## TAREFA DO EXERCÍCIO A
Copie do texto sobre o contrato de créditos de carbono o trecho que começa nas palavras que contêm "Na realidade, um" e termina depois de "de terras indígenas.".
## TAREFA DO EXERCÍCIO B
No texto sobre o contrato de créditos de carbono, em que mês e ano o processo transitou em julgado?
## TAREFA DO EXERCÍCIO C
Retome o texto sobre o contrato de créditos de carbono e dê continuidade a ele a partir do ponto em que termina.

## TRECHO DA FONTE
☆ ☆ ☆ ☆ ☆ ☆ ☆

É falso um texto compartilhado no Facebook afirmando que terras indígenas em Rondônia teriam sido vendidas para uma organização irlandesa e que a negociação teria sido anulada pela Justiça.

Na realidade, um contrato para a venda de créditos de carbono, celebrado entre uma empresa irlandesa e uma associação indígena, foi suspenso em 2012 por decisão judicial provisória, a pedido da Advocacia Geral da União (AGU).

O contrato previa que a empresa irlandesa teria os direitos sobre os créditos de carbono gerados pela preservação da floresta pelos indígenas nos trinta anos seguintes. No entendimento da Justiça, os termos do acordo seriam ilegais e abusivos.

Caso fosse um contrato de venda, ele também seria considerado ilegal, pois a Constituição não permite a venda de terras indígenas.

O contrato foi assinado em 2011 pela irlandesa Celestial Green Ventures PL e a Associação Indígena Awo “Xo” Hwara, organização que é apontada no documento como representante das terras indígenas de Igarapé Lage, Rio Negro-Ocaia e Igarapé Ribeirão, localizadas em Guajará-Mirim, em Rondônia. A Celestial Green Ventures já havia feito negociações semelhantes no mesmo período com outros povos indígenas.

O valor total do contrato era de US$ 13 milhões, que seriam pagos à associação indígena em parcelas anuais de US$ 445 mil, ao longo de 30 anos. No entanto, nada chegou a ser pago, porque a venda de créditos de carbono foi anulada pela Justiça Federal em Rondônia em 2012, a pedido da AGU.

Um dos argumentos foi de que a Fundação Nacional do Índio (Funai) não participou da articulação. Segundo a legislação, as terras são de uso exclusivo dos indígenas e o aproveitamento dos recursos só pode ser efetivado se o governo federal concordar.

A anulação do contrato foi confirmada em 2018, decisão a que se refere o texto verificado pelo Comprova. O processo transitou em julgado em junho de 2019, ou seja, não cabe mais recurso.

Esta verificação do Comprova analisou um texto publicado no site Terça Livre, compartilhado em uma página de apoio ao ministro Sergio Moro e pela página República de Curitiba no Facebook.

Falso para o Comprova é o conteúdo divulgado de modo deliberado para espalhar uma mentira.

Como verificamos

Para esta verificação, o Comprova consultou o andamento do processo de número 0012239-70.2012.4.01.4100 no site da Justiça Federal em Rondônia [Para visualizar os documentos, você deve acessar a área “inteiro teor”].

☆ ☆ ☆ ☆ ☆ ☆ ☆

## TRECHO DO MATERIAL

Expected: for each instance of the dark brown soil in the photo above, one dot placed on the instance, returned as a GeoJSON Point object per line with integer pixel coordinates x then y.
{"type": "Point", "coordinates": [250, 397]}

☆ ☆ ☆ ☆ ☆ ☆ ☆

## RESULTADO DA TAREFA A
Na realidade, um contrato para a venda de créditos de carbono, celebrado entre uma empresa irlandesa e uma associação indígena, foi suspenso em 2012 por decisão judicial provisória, a pedido da Advocacia Geral da União (AGU).

O contrato previa que a empresa irlandesa teria os direitos sobre os créditos de carbono gerados pela preservação da floresta pelos indígenas nos trinta anos seguintes. No entendimento da Justiça, os termos do acordo seriam ilegais e abusivos.

Caso fosse um contrato de venda, ele também seria considerado ilegal, pois a Constituição não permite a venda de terras indígenas.

## RESULTADO DA TAREFA B
Em junho de 2019.

## RESULTADO DA TAREFA C
Além disso, entramos em contato com as assessorias de imprensa da Funai e da AGU e ouvimos Pedro Soares, gerente de REDD+ (Redução das Emissões por Desmatamento e Degradação) da ONG Instituto de Conservação e Desenvolvimento Sustentável da Amazônia (Idesam).

Também foi contatado Raul Silva Telles do Valle, diretor de Justiça Socioambiental da ONG internacional World Wide Fund for Nature, conhecida pela sigla WWF.

O Comprova não conseguiu acesso à íntegra do contrato entre a Celestial Green e a Associação Indígena Awo “Xo” Hwara.

Através de pesquisas pelo CNPJ da empresa no site da Receita Federal, foi possível encontrar dois cadastros de 1997 com o nome da associação, um deles inativo desde 2008 e o outro ativo. Porém, o Comprova não conseguiu contato com a entidade através dos telefones que estão disponíveis.

Você pode refazer o caminho da verificação do Comprova usando os links para consultar as fontes originais.

O que é o mercado de créditos de carbono

O mercado de créditos de carbono do Redd (Redução das Emissões por Desmatamento e Degradação) prevê que uma entidade pode pagar outra por ela ter evitado a emissão de gases que provocam o efeito estufa (por meio de ações como a redução do desmatamento). Cada crédito é equivalente ao aquecimento global causado por uma tonelada métrica de dióxido de carbono (CO2).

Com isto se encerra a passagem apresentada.